ShmGetImage is the best for full-screen capture or capturing to a CPU buffer on a local machine, a very common use case.

I figure the factory can dispatch to the correct backend automatically, based on what the user has requested.

Now, with these four backends, the naming that made the most sense to me was to name the XCB-based backends (which will be the preferred backends) based on the mechanism they're using. Since we're also keeping an Xlib-based backend, but not adding new mechanisms to that, then it seemed like "xlib" was the most sensible name for it.

Does that make sense to you?

BoboTiG · 2025-11-07T03:31:26Z

Ah, you're right! That makes more sense to me now.

jholveck · 2025-11-07T03:44:14Z

Glad to hear it! Sorry I wasn't more clear about my reasoning before. I've waffled a lot about the backend naming, and I'm happy to change things up before we merge. That's the point of this being a draft PR!

One downside here is that the user will need to choose these options at the time they create the MSS object. Since each of these also has resources they will want to store in the object and reuse (shared memory buffers for XShmGetImage, offscreen Pixmaps and CUDA contexts for XComposite), that still seems reasonable.

When it comes time to add single-window capture, then that also will need to be chosen at the object's creation time: otherwise, the factory couldn't choose between XComposite and XShmGetImage.

Of course, a user could always keep multiple MSS objects around, and there's little downside to that. But I'm not sure how you envision the API working, with regard to the scope of the MSS object.

☆ ☆ ☆ ☆ ☆

= Problem to work on =
Copy out the entire thread on X11 screen-capture backends, word for word.

(A block of data)
☆ ☆ ☆ ☆ ☆

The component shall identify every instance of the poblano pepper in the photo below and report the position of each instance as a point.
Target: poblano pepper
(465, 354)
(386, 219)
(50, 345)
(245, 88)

☆ ☆ ☆ ☆ ☆

= Exercise response =
ShmGetImage is the best for full-screen capture or capturing to a CPU buffer on a local machine, a very common use case.

I figure the factory can dispatch to the correct backend automatically, based on what the user has requested.

Now, with these four backends, the naming that made the most sense to me was to name the XCB-based backends (which will be the preferred backends) based on the mechanism they're using. Since we're also keeping an Xlib-based backend, but not adding new mechanisms to that, then it seemed like "xlib" was the most sensible name for it.

Does that make sense to you?

BoboTiG · 2025-11-07T03:31:26Z

Ah, you're right! That makes more sense to me now.

jholveck · 2025-11-07T03:44:14Z

Glad to hear it! Sorry I wasn't more clear about my reasoning before. I've waffled a lot about the backend naming, and I'm happy to change things up before we merge. That's the point of this being a draft PR!

One downside here is that the user will need to choose these options at the time they create the MSS object. Since each of these also has resources they will want to store in the object and reuse (shared memory buffers for XShmGetImage, offscreen Pixmaps and CUDA contexts for XComposite), that still seems reasonable.

When it comes time to add single-window capture, then that also will need to be chosen at the object's creation time: otherwise, the factory couldn't choose between XComposite and XShmGetImage.

Of course, a user could always keep multiple MSS objects around, and there's little downside to that. But I'm not sure how you envision the API working, with regard to the scope of the MSS object.